>> Begin Data shown
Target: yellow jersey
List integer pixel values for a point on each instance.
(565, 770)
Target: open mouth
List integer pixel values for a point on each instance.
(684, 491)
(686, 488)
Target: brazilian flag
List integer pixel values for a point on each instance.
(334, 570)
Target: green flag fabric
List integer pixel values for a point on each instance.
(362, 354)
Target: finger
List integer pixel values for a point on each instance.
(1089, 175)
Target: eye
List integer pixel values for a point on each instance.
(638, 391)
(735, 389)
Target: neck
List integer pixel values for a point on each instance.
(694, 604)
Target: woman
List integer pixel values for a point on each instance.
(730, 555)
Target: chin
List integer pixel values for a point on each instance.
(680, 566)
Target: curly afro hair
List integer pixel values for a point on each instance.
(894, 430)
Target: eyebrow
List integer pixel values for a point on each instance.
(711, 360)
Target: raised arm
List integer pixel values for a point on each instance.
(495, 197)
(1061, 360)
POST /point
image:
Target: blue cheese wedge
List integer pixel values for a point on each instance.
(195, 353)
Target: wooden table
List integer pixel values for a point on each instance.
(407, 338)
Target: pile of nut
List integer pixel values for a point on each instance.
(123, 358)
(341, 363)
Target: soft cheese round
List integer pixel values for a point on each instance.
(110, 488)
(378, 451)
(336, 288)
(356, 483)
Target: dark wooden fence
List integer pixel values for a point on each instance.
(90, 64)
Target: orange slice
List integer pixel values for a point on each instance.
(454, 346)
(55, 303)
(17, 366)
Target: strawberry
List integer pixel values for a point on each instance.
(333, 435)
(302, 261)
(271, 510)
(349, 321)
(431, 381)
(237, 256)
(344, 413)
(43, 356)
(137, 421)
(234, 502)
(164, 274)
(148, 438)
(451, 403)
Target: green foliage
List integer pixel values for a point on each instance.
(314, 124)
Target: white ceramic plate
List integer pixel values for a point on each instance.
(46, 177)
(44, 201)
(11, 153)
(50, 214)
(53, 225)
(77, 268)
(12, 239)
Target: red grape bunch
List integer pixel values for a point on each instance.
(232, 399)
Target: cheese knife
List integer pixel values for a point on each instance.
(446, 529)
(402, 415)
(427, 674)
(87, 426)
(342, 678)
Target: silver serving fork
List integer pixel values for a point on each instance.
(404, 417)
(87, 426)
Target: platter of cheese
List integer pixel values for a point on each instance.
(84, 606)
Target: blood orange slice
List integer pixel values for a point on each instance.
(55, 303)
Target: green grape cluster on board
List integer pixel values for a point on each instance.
>> End Data shown
>> Begin Data shown
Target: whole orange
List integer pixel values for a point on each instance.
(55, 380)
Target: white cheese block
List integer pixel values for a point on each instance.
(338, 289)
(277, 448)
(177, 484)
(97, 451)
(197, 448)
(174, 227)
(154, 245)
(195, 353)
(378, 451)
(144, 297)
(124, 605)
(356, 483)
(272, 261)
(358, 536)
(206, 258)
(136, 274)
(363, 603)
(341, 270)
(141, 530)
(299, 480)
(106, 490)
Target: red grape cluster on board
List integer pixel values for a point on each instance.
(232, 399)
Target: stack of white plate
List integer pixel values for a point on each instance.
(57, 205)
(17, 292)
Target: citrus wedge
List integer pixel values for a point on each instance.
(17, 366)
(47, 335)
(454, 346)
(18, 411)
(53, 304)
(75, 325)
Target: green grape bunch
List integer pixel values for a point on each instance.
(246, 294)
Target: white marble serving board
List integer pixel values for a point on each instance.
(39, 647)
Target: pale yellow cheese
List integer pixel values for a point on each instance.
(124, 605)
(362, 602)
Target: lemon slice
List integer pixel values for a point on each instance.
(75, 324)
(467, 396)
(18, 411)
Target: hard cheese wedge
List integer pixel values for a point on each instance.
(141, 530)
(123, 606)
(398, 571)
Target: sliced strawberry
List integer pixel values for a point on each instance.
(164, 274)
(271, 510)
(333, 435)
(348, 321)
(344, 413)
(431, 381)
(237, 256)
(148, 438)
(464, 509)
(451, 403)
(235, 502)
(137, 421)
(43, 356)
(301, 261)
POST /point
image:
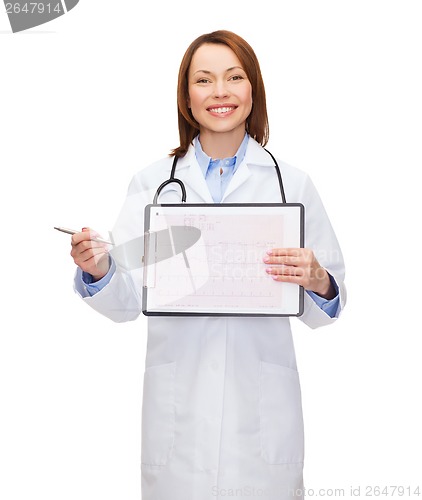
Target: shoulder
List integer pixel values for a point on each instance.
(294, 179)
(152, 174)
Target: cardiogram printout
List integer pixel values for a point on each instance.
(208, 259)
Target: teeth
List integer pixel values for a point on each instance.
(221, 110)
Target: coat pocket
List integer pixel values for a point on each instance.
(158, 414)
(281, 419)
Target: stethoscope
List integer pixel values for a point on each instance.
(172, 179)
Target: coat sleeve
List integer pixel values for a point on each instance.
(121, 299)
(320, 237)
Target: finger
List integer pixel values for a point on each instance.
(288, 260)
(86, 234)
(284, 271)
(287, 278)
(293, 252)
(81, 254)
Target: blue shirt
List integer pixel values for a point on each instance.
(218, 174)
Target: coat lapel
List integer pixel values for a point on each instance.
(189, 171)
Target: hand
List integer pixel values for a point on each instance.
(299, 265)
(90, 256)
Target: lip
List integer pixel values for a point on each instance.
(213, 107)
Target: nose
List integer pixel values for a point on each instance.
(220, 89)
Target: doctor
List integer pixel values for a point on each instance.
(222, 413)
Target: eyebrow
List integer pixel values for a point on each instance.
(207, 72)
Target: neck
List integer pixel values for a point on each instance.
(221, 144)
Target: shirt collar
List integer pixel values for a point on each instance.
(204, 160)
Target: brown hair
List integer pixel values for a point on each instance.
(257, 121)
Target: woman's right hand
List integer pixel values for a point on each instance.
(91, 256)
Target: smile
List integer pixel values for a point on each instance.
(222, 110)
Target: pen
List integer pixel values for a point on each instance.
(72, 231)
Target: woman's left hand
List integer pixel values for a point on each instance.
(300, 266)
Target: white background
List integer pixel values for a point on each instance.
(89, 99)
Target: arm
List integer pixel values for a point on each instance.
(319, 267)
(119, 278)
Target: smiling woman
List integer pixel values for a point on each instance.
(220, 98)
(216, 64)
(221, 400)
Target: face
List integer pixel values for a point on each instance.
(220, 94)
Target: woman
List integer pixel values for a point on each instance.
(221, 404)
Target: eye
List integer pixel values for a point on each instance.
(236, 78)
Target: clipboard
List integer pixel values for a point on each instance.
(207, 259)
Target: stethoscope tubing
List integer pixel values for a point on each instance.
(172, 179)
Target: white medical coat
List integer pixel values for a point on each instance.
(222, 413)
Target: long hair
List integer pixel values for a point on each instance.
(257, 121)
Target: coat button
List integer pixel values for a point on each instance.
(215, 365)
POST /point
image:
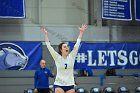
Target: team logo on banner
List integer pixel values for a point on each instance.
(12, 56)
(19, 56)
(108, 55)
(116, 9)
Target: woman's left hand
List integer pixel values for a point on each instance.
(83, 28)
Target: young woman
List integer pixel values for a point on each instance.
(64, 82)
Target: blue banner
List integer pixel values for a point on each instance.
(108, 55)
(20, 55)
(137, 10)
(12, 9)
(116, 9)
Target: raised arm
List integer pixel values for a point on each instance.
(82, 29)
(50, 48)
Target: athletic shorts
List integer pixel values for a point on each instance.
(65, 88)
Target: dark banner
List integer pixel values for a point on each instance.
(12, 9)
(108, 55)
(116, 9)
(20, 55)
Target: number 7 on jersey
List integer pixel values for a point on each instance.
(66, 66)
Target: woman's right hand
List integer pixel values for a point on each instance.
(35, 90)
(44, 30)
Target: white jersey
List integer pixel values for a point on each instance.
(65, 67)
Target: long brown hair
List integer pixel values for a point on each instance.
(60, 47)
>> End Data shown
- **Required work**: Give the part of the records that opens with the line containing "Target: yellow jersey" and closes with the line containing "(1089, 175)", including both of those lines, as a JSON list of strings with one string per line and blank lines omitted.

- **Answer in full**:
[
  "Target: yellow jersey",
  "List integer pixel values for a point on each instance.",
  "(565, 770)",
  "Target: open mouth",
  "List integer pixel values for a point on each instance.",
  "(684, 491)",
  "(686, 488)",
  "Target: brazilian flag",
  "List integer pixel values for a point on each instance.",
  "(334, 570)",
  "Target: green flag fabric",
  "List integer pixel values for a point on each instance.",
  "(362, 354)",
  "Target: finger",
  "List integer pixel values for a point on each instance.",
  "(1089, 175)"
]